_READING TEXT_:
★ ★ ★ ★ ★ ★ ★

The equation \(k_u'(t) = 0\) with \(t>0\) is a necessary condition for \(tu \in {\mathcal {N}}\). Multiplying this condition by \(1/t^{q_+ - 1}\) one gets

$$\begin{aligned} \int \limits _{\Omega }\left( \frac{ 1 }{t^{q_+ - p(x)}} | \nabla u |^{p(x)} + \frac{1}{ t^{q_+ - q(x)} } \mu (x) | \nabla u |^{q(x)} - \frac{f(x,tu)u}{t^{q_+ - 1}} \right) {{\,\mathrm{d\textit{x}}\,}}= 0, \end{aligned}$$

where, by the comment above and \(p(x) < q(x) \le q_+\) for all \(x \in \overline{\Omega }\), the integrand is strictly decreasing in the set \(\{ \nabla u \ne 0\}\) and at least decreasing outside. Hence the integral is strictly decreasing as a function of t, so there can be at most a single value for which the equation holds, i.e. there is at most a single value \(t_u \in (0, \infty )\) such that \(k_u'(t_u) = 0\). As a consequence there can be at most a single value \(t_u \in (0, \infty )\) such that \(t_u u \in {\mathcal {N}}\). On the other hand, \(k_u'(t)\) is non-vanishing with constant sign in \((0,t_u)\) and in \((t_u,\infty )\), which by (5.1) must be positive and negative, respectively. Thus \(t_u\) is a strict maximum of \(k_u\). \(\square \)

Another reason to restrict ourselves to \({\mathcal {N}}\) is that the restriction of our energy functional \(\varphi \) has better properties.

★ ★ ★ ★ ★ ★ ★

_DATA LINES_:
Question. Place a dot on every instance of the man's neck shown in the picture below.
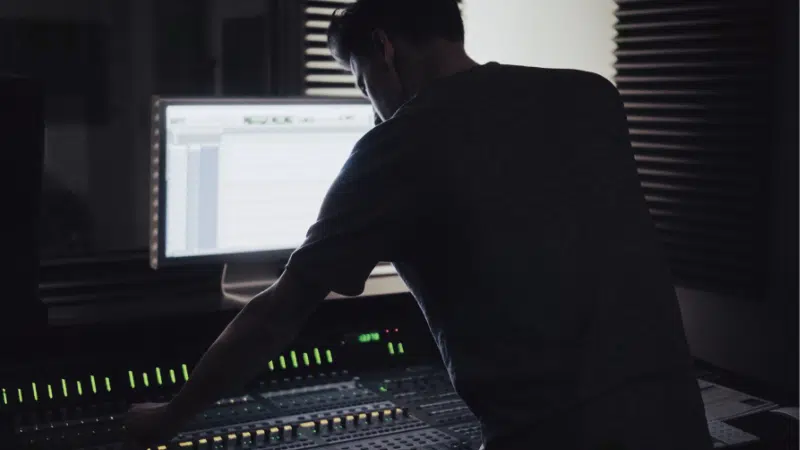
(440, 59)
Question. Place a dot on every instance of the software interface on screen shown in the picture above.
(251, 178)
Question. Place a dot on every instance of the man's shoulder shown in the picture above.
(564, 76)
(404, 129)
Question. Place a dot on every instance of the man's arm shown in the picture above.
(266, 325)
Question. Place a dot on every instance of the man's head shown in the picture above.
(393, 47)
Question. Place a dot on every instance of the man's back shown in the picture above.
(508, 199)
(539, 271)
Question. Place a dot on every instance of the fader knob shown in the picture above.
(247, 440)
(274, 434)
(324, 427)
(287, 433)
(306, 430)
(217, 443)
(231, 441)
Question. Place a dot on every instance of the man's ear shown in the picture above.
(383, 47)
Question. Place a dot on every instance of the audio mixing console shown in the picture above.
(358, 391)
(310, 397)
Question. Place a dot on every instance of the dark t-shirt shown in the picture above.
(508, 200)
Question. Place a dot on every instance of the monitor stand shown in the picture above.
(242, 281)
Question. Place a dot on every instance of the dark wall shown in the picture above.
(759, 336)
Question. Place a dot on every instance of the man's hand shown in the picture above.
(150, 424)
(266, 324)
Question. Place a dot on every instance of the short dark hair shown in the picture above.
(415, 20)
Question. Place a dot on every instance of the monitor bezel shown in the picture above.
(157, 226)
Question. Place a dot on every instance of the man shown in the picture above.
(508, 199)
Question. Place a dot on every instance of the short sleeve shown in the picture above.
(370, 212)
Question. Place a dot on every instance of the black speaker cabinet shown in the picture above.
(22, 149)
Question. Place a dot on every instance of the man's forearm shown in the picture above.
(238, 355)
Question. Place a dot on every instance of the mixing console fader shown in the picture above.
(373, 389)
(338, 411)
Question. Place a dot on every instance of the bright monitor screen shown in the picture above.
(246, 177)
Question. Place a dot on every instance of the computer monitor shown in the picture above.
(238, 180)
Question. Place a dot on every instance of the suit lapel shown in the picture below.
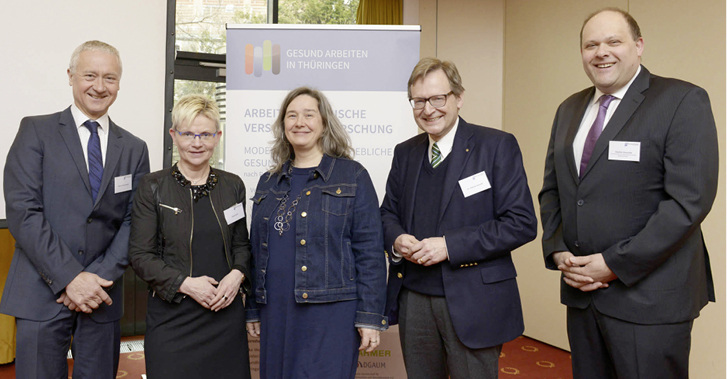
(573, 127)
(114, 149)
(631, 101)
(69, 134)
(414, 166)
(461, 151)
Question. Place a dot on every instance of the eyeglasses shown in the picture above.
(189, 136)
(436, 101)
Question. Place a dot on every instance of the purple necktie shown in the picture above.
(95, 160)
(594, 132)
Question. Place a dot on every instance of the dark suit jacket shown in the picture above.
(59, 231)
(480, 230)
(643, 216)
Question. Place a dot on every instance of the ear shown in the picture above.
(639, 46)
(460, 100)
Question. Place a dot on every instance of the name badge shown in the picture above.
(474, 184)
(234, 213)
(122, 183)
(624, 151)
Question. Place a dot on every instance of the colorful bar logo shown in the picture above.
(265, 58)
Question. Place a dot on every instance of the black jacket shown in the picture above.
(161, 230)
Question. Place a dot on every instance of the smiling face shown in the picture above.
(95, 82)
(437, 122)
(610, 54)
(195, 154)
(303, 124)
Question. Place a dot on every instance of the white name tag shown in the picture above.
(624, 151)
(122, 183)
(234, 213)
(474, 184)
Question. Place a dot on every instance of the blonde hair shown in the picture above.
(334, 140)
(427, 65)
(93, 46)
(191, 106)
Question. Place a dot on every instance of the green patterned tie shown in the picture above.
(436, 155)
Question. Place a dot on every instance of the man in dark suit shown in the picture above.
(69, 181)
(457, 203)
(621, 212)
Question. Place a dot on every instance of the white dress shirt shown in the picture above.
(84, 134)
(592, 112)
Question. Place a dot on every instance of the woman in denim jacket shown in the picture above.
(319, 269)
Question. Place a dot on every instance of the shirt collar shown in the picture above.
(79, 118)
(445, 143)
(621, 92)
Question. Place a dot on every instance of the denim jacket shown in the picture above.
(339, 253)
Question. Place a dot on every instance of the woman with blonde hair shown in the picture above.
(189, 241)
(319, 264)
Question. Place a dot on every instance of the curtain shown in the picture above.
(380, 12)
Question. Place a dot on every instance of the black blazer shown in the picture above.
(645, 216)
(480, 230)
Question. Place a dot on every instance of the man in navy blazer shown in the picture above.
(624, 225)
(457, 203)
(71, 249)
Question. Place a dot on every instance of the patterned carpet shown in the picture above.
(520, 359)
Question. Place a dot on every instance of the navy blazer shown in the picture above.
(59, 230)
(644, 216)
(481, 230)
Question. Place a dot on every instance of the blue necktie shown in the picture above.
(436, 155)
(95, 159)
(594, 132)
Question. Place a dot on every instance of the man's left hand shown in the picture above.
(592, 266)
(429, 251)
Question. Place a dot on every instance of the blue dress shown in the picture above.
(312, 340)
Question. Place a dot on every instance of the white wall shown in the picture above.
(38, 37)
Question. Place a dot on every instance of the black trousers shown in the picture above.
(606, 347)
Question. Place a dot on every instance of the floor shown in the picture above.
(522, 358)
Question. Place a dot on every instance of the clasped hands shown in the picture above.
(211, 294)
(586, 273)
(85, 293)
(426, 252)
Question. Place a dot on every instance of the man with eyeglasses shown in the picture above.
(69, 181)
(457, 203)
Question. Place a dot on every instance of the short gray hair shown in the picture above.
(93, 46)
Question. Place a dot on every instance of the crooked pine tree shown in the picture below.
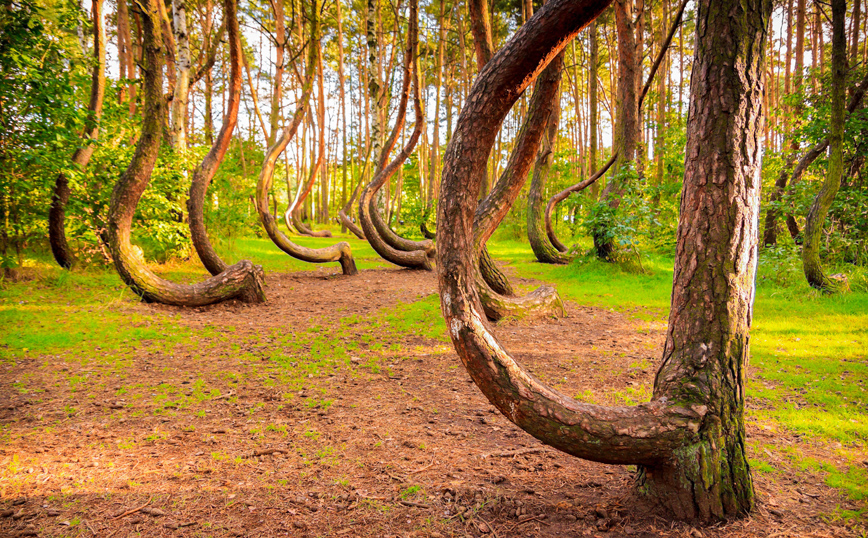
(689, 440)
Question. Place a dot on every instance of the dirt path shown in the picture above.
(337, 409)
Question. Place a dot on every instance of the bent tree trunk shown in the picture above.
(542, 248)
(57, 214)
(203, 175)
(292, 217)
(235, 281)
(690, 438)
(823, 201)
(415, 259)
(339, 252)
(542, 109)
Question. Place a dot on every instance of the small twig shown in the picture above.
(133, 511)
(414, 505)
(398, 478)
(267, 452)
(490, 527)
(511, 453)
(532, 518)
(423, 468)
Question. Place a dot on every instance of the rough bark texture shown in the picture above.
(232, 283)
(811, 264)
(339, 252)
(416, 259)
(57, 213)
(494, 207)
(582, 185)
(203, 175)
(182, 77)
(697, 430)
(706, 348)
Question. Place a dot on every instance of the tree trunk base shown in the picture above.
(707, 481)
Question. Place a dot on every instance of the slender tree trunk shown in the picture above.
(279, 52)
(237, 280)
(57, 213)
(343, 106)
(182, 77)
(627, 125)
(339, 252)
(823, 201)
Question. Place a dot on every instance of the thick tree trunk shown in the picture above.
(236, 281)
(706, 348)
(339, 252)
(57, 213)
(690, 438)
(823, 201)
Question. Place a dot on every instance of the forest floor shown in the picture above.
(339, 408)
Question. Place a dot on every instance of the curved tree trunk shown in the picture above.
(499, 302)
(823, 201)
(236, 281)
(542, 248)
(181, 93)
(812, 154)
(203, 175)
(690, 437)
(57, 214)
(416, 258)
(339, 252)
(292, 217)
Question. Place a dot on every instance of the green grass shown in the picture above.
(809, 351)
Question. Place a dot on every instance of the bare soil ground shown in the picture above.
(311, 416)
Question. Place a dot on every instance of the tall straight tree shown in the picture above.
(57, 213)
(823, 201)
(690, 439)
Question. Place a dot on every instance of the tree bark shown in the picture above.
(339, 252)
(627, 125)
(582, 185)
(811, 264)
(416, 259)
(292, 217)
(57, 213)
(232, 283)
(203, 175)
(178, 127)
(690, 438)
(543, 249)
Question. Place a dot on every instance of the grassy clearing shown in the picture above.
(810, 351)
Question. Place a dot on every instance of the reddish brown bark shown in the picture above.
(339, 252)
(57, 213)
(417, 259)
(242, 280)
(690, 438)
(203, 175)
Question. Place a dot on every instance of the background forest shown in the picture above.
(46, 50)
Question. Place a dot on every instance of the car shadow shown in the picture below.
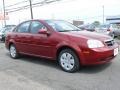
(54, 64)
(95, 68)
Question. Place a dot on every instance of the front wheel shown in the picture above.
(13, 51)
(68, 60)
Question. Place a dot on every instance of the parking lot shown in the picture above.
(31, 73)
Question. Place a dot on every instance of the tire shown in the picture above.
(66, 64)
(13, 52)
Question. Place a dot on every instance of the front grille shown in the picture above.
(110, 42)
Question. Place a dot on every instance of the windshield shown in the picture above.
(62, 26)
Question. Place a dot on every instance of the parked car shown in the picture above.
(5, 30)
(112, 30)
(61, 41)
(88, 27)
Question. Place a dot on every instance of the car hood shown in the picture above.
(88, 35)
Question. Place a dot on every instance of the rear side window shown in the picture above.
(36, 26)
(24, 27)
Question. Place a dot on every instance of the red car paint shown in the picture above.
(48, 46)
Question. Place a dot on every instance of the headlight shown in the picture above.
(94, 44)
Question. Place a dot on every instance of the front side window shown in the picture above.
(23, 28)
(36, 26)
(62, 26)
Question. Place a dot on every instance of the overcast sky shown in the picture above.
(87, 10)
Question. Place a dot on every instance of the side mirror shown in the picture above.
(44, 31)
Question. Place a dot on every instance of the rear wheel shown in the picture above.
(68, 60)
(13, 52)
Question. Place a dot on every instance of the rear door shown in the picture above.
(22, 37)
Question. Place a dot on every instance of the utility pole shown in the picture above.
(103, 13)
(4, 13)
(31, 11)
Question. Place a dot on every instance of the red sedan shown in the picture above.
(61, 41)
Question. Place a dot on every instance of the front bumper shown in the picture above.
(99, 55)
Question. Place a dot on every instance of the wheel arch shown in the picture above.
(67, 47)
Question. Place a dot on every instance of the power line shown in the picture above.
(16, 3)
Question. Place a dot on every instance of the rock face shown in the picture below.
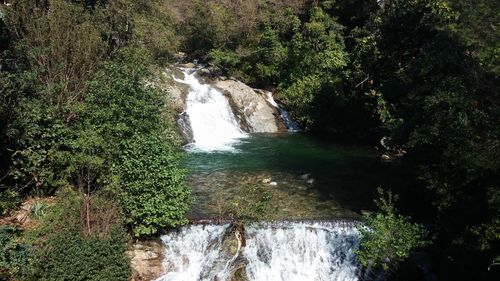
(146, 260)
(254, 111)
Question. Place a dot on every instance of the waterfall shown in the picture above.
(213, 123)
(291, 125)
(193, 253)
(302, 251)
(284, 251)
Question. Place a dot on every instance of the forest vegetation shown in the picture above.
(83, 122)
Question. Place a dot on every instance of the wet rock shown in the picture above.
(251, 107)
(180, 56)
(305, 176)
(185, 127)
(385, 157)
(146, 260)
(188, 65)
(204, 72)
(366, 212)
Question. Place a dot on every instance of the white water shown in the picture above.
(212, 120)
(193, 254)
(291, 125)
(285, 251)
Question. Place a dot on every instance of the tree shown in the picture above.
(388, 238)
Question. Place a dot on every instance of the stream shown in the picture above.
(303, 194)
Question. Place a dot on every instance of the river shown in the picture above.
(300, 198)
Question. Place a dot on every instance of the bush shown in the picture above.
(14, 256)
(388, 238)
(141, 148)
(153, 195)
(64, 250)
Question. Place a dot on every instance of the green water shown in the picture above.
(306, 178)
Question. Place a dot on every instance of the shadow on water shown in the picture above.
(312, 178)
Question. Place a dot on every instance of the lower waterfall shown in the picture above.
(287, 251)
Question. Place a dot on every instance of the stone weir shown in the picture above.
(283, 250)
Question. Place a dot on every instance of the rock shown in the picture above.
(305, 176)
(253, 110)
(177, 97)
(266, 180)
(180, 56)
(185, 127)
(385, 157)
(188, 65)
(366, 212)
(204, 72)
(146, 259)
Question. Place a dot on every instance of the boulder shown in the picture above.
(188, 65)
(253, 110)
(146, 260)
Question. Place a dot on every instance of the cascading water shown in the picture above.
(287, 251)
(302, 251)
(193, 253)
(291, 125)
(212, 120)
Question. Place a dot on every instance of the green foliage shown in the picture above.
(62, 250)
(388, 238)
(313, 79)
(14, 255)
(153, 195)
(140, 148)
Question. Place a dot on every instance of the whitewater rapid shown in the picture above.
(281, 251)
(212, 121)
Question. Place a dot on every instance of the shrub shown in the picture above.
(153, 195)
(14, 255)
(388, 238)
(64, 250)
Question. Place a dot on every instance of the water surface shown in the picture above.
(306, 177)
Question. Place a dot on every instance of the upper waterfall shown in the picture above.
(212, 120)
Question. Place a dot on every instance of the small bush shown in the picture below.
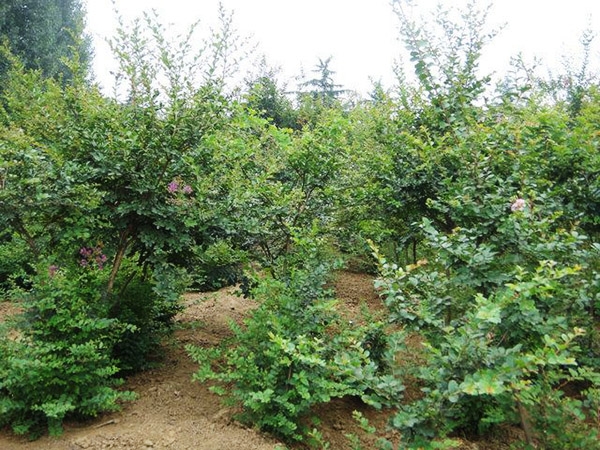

★ ★ ★ ★ ★ ★ ★

_WHAT TO DO_: Reproduce the proof text word for word, starting at "where, by the" and ending at "of \(k_u\). \(\square \)". The items have no role in this exercise.

_THE ANSWER_:
where, by the comment above and \(p(x) < q(x) \le q_+\) for all \(x \in \overline{\Omega }\), the integrand is strictly decreasing in the set \(\{ \nabla u \ne 0\}\) and at least decreasing outside. Hence the integral is strictly decreasing as a function of t, so there can be at most a single value for which the equation holds, i.e. there is at most a single value \(t_u \in (0, \infty )\) such that \(k_u'(t_u) = 0\). As a consequence there can be at most a single value \(t_u \in (0, \infty )\) such that \(t_u u \in {\mathcal {N}}\). On the other hand, \(k_u'(t)\) is non-vanishing with constant sign in \((0,t_u)\) and in \((t_u,\infty )\), which by (5.1) must be positive and negative, respectively. Thus \(t_u\) is a strict maximum of \(k_u\). \(\square \)